(Point annotation records)
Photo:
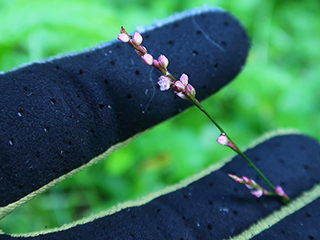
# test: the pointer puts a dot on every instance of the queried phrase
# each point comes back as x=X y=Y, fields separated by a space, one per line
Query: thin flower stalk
x=186 y=91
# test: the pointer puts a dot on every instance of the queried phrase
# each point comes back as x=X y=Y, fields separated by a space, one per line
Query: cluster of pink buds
x=256 y=190
x=225 y=141
x=181 y=87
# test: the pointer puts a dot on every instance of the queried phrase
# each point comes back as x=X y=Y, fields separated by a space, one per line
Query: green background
x=278 y=88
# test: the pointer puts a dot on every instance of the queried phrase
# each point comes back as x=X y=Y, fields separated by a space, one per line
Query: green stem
x=235 y=148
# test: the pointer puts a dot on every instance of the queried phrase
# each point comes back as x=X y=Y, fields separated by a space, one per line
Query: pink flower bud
x=257 y=192
x=142 y=50
x=147 y=59
x=139 y=53
x=163 y=61
x=247 y=180
x=223 y=139
x=280 y=191
x=179 y=86
x=181 y=95
x=190 y=89
x=164 y=83
x=155 y=63
x=137 y=38
x=123 y=37
x=184 y=79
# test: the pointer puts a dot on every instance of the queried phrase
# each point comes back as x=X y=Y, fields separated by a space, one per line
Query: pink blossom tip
x=164 y=83
x=123 y=37
x=181 y=95
x=280 y=191
x=257 y=192
x=147 y=59
x=190 y=89
x=223 y=139
x=137 y=38
x=163 y=61
x=184 y=79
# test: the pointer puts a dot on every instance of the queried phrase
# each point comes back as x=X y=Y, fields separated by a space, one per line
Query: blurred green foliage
x=278 y=88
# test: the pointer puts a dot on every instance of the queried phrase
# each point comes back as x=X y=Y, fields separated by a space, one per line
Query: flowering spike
x=147 y=59
x=179 y=86
x=279 y=191
x=137 y=38
x=164 y=83
x=257 y=192
x=184 y=79
x=124 y=37
x=163 y=61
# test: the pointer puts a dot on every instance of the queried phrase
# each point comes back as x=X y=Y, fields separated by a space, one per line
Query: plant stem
x=235 y=148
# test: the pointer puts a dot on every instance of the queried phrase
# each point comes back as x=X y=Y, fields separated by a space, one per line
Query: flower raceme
x=186 y=91
x=166 y=80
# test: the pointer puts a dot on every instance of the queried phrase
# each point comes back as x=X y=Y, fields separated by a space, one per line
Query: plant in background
x=186 y=91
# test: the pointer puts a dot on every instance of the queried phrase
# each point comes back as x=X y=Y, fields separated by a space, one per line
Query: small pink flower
x=190 y=89
x=257 y=192
x=142 y=50
x=245 y=179
x=147 y=59
x=223 y=139
x=137 y=38
x=280 y=191
x=179 y=86
x=184 y=79
x=123 y=37
x=164 y=83
x=163 y=61
x=181 y=95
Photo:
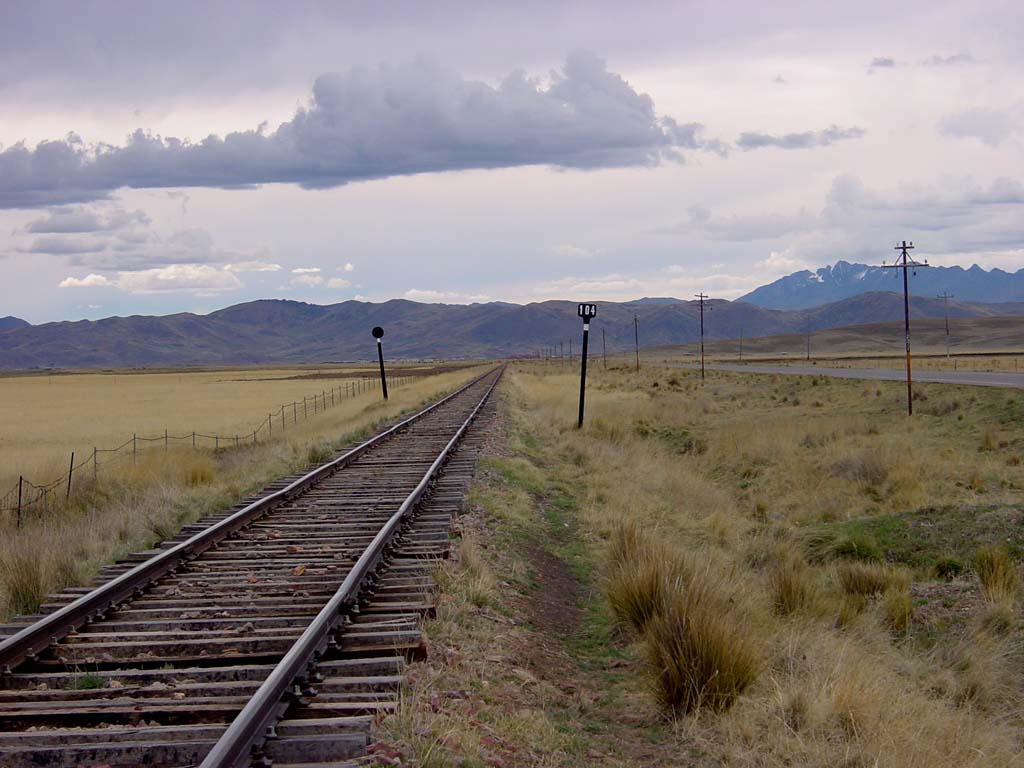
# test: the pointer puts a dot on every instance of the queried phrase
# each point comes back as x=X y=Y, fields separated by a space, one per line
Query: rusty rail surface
x=250 y=728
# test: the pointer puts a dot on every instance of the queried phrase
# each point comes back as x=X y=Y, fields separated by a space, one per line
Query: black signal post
x=378 y=333
x=587 y=312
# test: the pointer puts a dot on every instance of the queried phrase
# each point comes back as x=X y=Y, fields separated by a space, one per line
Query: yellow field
x=762 y=571
x=45 y=418
x=133 y=506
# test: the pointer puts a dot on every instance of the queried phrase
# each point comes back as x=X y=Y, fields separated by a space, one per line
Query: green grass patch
x=934 y=538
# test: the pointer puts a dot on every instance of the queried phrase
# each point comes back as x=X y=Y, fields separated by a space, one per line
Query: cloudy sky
x=183 y=157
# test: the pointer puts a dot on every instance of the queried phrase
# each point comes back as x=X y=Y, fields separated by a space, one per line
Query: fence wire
x=27 y=497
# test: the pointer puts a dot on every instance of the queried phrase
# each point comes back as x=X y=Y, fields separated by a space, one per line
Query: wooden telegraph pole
x=701 y=298
x=904 y=262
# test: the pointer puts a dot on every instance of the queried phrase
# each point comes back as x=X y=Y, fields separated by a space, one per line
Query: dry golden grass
x=997 y=573
x=793 y=585
x=45 y=418
x=730 y=471
x=132 y=507
x=865 y=579
x=699 y=654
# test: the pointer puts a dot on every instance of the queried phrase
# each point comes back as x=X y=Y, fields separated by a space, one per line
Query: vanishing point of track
x=273 y=634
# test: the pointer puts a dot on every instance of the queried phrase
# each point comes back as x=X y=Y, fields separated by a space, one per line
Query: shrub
x=700 y=654
x=996 y=572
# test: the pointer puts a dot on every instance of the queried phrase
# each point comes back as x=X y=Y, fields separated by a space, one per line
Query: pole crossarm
x=904 y=262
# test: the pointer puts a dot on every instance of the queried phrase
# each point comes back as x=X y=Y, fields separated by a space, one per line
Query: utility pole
x=378 y=334
x=636 y=339
x=587 y=312
x=904 y=262
x=945 y=311
x=700 y=299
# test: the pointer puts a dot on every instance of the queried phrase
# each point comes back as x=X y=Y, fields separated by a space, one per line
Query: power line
x=945 y=311
x=700 y=298
x=904 y=262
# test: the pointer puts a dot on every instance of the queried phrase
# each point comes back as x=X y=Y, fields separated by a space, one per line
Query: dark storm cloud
x=805 y=140
x=60 y=245
x=67 y=220
x=373 y=123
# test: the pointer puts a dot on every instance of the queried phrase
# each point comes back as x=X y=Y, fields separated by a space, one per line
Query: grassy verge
x=839 y=540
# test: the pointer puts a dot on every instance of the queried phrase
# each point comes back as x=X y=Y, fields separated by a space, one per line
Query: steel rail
x=37 y=637
x=252 y=726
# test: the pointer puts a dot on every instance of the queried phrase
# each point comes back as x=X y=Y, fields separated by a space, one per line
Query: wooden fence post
x=71 y=471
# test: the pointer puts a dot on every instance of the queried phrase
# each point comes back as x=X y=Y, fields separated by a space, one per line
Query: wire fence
x=28 y=498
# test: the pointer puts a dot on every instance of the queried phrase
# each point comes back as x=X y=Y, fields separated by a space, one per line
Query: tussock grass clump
x=642 y=572
x=793 y=586
x=826 y=545
x=868 y=467
x=996 y=572
x=865 y=579
x=479 y=584
x=700 y=655
x=898 y=608
x=25 y=576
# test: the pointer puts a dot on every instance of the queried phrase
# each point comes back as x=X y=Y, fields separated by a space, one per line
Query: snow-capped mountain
x=806 y=289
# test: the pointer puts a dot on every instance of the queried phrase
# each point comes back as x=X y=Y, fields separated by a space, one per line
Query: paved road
x=971 y=378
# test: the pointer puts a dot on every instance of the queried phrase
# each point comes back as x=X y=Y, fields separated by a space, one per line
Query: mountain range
x=291 y=332
x=806 y=289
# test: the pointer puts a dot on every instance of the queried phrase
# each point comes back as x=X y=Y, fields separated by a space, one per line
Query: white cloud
x=444 y=297
x=89 y=281
x=783 y=262
x=567 y=251
x=253 y=266
x=991 y=127
x=197 y=279
x=367 y=123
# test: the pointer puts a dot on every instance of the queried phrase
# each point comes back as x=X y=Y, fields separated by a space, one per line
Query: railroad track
x=273 y=634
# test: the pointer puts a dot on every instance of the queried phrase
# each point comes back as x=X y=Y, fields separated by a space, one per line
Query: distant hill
x=291 y=332
x=9 y=323
x=806 y=289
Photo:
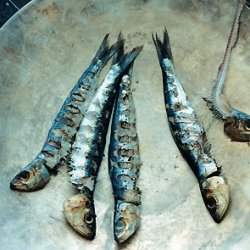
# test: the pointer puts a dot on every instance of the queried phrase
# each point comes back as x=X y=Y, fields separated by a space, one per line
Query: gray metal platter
x=44 y=49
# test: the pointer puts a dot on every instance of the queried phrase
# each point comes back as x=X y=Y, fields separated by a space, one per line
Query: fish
x=248 y=4
x=61 y=135
x=189 y=135
x=125 y=163
x=236 y=122
x=88 y=148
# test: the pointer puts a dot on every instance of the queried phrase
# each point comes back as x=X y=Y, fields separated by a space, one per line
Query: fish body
x=190 y=136
x=57 y=146
x=87 y=150
x=124 y=163
x=236 y=122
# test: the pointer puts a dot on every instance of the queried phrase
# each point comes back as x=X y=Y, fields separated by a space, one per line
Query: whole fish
x=190 y=136
x=87 y=150
x=124 y=163
x=61 y=135
x=236 y=123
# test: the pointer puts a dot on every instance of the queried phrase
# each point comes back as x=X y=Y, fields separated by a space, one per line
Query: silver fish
x=236 y=123
x=124 y=163
x=88 y=150
x=57 y=146
x=190 y=136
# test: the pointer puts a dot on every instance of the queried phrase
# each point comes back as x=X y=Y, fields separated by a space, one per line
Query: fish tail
x=127 y=60
x=105 y=52
x=163 y=48
x=120 y=52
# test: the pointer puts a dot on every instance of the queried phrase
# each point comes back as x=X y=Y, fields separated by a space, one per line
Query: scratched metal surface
x=44 y=49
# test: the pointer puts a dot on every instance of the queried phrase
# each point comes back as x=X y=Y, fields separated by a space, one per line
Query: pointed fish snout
x=215 y=192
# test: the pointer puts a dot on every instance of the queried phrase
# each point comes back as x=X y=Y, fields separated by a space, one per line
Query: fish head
x=126 y=221
x=79 y=211
x=238 y=128
x=215 y=192
x=33 y=177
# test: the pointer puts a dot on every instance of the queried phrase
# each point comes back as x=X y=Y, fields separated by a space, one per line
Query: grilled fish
x=124 y=163
x=87 y=150
x=190 y=136
x=61 y=135
x=236 y=123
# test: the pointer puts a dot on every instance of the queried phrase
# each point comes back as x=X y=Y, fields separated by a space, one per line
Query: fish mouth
x=79 y=212
x=215 y=192
x=31 y=178
x=126 y=221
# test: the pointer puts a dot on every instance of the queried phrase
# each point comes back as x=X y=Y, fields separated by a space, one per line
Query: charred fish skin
x=190 y=136
x=124 y=163
x=88 y=148
x=62 y=132
x=236 y=122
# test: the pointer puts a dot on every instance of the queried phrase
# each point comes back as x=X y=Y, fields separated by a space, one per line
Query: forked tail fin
x=127 y=60
x=105 y=52
x=163 y=48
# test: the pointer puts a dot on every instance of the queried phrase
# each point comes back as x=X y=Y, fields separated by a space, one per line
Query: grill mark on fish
x=190 y=136
x=124 y=163
x=88 y=148
x=67 y=121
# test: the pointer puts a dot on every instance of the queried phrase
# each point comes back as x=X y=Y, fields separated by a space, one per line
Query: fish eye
x=24 y=175
x=211 y=203
x=247 y=125
x=89 y=218
x=119 y=224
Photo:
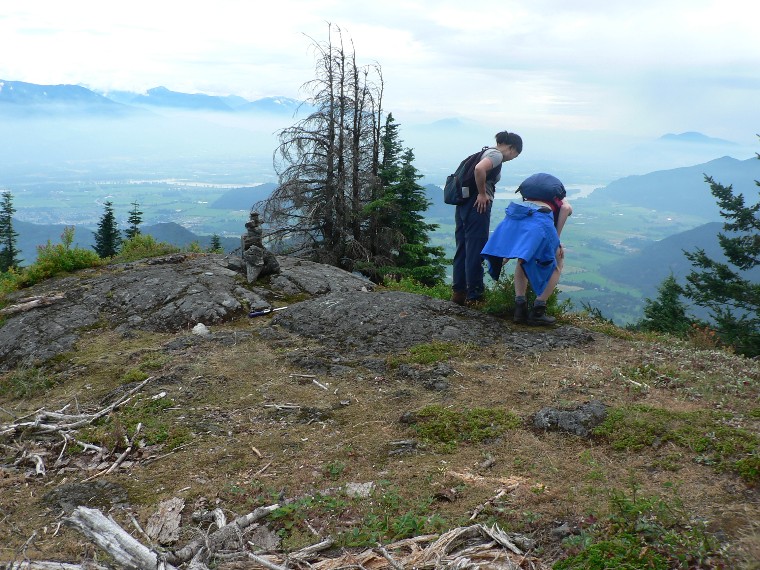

- _SET EXERCISE_
Select every line of the items that contains the string "fence", matching case exactly, and copy each such line.

- _SOLVED EXERCISE_
Query: fence wire
Query: wooden fence post
Query: wire fence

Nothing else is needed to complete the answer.